== Assignment ==
Type out every line of the data again, exactly.

Stored entries:
_ _ _ _ _
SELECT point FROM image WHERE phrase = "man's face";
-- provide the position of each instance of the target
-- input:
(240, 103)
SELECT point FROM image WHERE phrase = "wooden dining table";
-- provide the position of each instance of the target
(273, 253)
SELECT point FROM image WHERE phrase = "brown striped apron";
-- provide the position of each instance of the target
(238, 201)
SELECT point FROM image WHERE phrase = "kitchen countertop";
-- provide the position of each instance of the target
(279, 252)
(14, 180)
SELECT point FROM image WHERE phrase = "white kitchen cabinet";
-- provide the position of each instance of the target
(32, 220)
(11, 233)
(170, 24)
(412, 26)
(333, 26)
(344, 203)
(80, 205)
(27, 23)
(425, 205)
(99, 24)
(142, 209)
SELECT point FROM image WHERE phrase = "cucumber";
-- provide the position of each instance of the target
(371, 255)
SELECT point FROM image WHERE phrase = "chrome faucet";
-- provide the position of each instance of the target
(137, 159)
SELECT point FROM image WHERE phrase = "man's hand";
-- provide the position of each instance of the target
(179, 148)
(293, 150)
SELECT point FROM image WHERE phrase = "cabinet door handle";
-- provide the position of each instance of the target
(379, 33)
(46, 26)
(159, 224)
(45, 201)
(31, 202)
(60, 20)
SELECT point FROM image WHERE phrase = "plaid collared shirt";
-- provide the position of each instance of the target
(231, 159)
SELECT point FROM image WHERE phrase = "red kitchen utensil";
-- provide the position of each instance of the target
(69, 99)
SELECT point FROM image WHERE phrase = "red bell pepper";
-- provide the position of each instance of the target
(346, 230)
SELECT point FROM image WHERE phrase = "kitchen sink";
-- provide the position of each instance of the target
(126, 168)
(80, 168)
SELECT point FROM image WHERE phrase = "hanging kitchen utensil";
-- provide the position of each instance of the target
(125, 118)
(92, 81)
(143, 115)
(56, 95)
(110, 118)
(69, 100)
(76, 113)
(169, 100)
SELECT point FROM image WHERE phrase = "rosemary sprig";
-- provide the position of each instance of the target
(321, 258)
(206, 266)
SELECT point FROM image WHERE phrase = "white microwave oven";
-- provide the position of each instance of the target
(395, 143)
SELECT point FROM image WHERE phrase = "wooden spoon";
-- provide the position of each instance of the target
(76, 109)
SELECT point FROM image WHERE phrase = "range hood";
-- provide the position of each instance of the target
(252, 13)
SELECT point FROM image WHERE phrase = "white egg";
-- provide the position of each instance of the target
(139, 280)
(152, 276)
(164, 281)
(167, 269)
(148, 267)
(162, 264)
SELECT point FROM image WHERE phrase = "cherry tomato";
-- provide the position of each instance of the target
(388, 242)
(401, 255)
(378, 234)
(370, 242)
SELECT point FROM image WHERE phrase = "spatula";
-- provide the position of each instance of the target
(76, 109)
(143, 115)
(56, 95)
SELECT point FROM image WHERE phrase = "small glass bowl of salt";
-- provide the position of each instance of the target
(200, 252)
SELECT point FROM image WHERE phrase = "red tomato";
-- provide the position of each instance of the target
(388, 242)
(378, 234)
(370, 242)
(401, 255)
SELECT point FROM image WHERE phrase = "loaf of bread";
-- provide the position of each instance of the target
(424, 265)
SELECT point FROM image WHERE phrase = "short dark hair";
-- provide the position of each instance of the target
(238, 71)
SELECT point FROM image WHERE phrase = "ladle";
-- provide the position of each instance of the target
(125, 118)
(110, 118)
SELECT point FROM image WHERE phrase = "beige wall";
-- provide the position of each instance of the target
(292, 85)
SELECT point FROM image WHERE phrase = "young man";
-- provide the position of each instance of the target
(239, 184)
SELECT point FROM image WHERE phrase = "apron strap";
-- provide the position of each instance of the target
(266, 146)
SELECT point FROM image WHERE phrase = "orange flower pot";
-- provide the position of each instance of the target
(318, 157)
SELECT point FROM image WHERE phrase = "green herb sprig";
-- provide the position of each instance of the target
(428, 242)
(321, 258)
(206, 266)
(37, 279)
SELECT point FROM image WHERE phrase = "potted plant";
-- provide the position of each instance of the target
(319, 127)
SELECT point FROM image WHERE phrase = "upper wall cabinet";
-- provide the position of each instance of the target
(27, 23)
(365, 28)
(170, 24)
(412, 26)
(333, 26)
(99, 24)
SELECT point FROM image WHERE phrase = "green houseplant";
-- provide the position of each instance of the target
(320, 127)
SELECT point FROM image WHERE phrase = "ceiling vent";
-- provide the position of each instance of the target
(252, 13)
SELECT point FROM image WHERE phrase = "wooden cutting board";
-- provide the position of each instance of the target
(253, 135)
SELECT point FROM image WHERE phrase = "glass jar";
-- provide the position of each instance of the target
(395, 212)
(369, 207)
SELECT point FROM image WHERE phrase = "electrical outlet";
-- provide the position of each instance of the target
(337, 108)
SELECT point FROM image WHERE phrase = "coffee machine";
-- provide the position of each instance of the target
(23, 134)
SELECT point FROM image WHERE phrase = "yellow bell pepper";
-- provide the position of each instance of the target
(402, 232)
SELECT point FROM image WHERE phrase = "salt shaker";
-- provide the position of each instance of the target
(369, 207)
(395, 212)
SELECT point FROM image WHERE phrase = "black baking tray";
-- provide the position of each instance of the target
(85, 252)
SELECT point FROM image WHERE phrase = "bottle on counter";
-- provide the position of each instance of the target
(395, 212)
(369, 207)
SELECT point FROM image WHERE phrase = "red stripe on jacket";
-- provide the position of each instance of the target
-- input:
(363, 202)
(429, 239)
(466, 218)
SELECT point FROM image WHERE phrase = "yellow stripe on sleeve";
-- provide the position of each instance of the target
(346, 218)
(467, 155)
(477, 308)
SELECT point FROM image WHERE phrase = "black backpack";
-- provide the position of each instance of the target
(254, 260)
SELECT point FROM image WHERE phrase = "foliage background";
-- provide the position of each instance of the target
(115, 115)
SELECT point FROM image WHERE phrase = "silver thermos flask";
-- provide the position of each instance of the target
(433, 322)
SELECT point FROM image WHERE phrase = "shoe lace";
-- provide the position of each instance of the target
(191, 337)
_ _ _ _ _
== Solution to this exercise ==
SELECT point FROM image WHERE phrase = "man's face";
-- provide the position of each instance of the target
-- input:
(240, 103)
SELECT point FROM image WHERE phrase = "wooden dining table";
-- provide the position of each instance of the target
(273, 253)
SELECT point FROM image WHERE phrase = "brown striped apron";
-- provide the position of each instance of the target
(238, 201)
SELECT point FROM image WHERE phrase = "kitchen countertop";
-- provide the position of each instance of the target
(279, 252)
(14, 180)
SELECT point FROM image WHERE phrase = "white kitchen cabinet";
-- provide the position of each instance of the target
(32, 220)
(11, 233)
(170, 24)
(412, 26)
(333, 26)
(344, 203)
(80, 205)
(27, 23)
(425, 205)
(99, 24)
(142, 209)
SELECT point FROM image WHERE phrase = "cucumber";
-- provide the position of each instance of the target
(371, 255)
SELECT point FROM image WHERE phrase = "chrome faucet";
-- provide the position of each instance of the target
(137, 159)
SELECT point FROM image WHERE phrase = "man's hand";
-- provide the position of each instance of the target
(179, 148)
(293, 150)
SELECT point FROM image WHERE phrase = "cabinet door handle";
-- provide the position of each instance of the target
(379, 33)
(46, 26)
(159, 224)
(45, 201)
(31, 202)
(60, 20)
SELECT point FROM image WHERE phrase = "plaid collared shirt";
-- provide the position of each instance of the target
(231, 159)
SELECT point FROM image WHERE phrase = "red kitchen utensil";
-- provide the position of each instance of the target
(69, 99)
SELECT point FROM image WHERE phrase = "red bell pepper";
-- provide the position of each instance of the target
(346, 230)
SELECT point FROM image WHERE phrase = "kitchen sink";
-- provide the position of each instance of the target
(126, 168)
(80, 168)
SELECT point FROM image WHERE phrase = "hanging kitchen utensil";
-- provide the position of each instance of the target
(125, 118)
(92, 81)
(143, 115)
(56, 95)
(110, 118)
(69, 100)
(76, 113)
(169, 100)
SELECT point FROM image WHERE phrase = "rosemary sprig";
-- provide the position of each instance of the target
(321, 258)
(206, 266)
SELECT point FROM image WHERE phrase = "white microwave oven";
-- provide the position of each instance of the target
(395, 143)
SELECT point FROM image WHERE phrase = "wooden spoon";
-- provide the position of each instance of the target
(76, 109)
SELECT point FROM image WHERE phrase = "range hood";
-- provide the position of each instance of the target
(252, 13)
SELECT point FROM image WHERE phrase = "white egg";
-- provide the position of each instance of the target
(139, 280)
(152, 276)
(164, 281)
(167, 269)
(148, 267)
(162, 264)
SELECT point FROM image WHERE phrase = "cherry tomato";
-- provide the position of each instance of the target
(388, 242)
(401, 255)
(378, 234)
(370, 242)
SELECT point FROM image WHERE phrase = "spatula";
-- provide the position of each instance of the target
(76, 109)
(143, 115)
(56, 95)
SELECT point FROM image WHERE phrase = "small glass bowl of salt";
-- provide the position of each instance of the target
(200, 252)
SELECT point FROM image WHERE phrase = "red tomato";
-- provide the position of each instance of the target
(388, 242)
(378, 234)
(370, 242)
(401, 255)
SELECT point FROM image WHERE phrase = "loaf of bread";
-- provide the position of each instance of the target
(424, 265)
SELECT point FROM image WHERE phrase = "short dark hair";
-- provide the position of each instance of the target
(238, 71)
SELECT point FROM image WHERE phrase = "ladle";
-- provide the position of each instance of the target
(125, 118)
(110, 118)
SELECT point FROM image WHERE phrase = "beige wall";
-- provide the position of each instance of the target
(292, 85)
SELECT point FROM image WHERE phrase = "young man";
-- provide the position of each instance of the target
(239, 184)
SELECT point FROM image WHERE phrase = "apron strap";
-- provide the position of each instance of the target
(266, 146)
SELECT point FROM image WHERE phrase = "orange flower pot";
-- provide the position of each instance of the target
(318, 157)
SELECT point FROM image WHERE phrase = "green herb sprig";
-- provide the position of each instance of the target
(428, 242)
(321, 258)
(206, 266)
(37, 279)
SELECT point FROM image WHERE phrase = "potted plant";
-- provide the position of each instance of the target
(319, 127)
SELECT point FROM image WHERE phrase = "upper wall cabinet";
-- provide the position of each instance of the target
(27, 23)
(365, 28)
(170, 24)
(412, 26)
(333, 26)
(99, 24)
SELECT point FROM image WHERE phrase = "green houseplant";
-- provide the position of each instance of the target
(320, 127)
SELECT point FROM image WHERE phrase = "ceiling vent";
-- provide the position of each instance of the target
(252, 13)
SELECT point FROM image WHERE phrase = "wooden cutting board";
-- provide the position of each instance of the target
(253, 135)
SELECT point FROM image WHERE phrase = "glass jar";
-- provide the position of each instance of the target
(395, 212)
(369, 207)
SELECT point FROM image WHERE phrase = "electrical outlet";
-- provide the position of each instance of the target
(337, 108)
SELECT point FROM image WHERE phrase = "coffee machine";
-- provide the position of each instance of the target
(23, 134)
SELECT point FROM image WHERE phrase = "yellow bell pepper";
-- provide the position of each instance of the target
(402, 232)
SELECT point FROM image WHERE phrase = "salt shaker";
-- provide the position of each instance of the target
(369, 207)
(395, 212)
SELECT point FROM image WHERE phrase = "black baking tray";
-- provide the position of each instance of the target
(85, 252)
SELECT point FROM image WHERE phrase = "bottle on counter";
-- provide the position of each instance of the target
(395, 212)
(369, 207)
SELECT point FROM image WHERE phrase = "red stripe on jacket";
-- provide the position of each instance of the target
-- input:
(363, 202)
(429, 239)
(466, 218)
SELECT point FROM image WHERE phrase = "yellow stripe on sleeve";
-- provide the position of each instance of the target
(346, 218)
(467, 155)
(477, 308)
SELECT point FROM image WHERE phrase = "black backpack";
-- provide the position of each instance of the target
(254, 260)
SELECT point FROM image WHERE phrase = "foliage background";
-- provide the position of each instance of the target
(115, 115)
SELECT point FROM image WHERE phrase = "silver thermos flask";
-- provide the position of each instance of the target
(433, 322)
SELECT point FROM image WHERE phrase = "shoe lace";
-- provide the position of each instance of the target
(191, 337)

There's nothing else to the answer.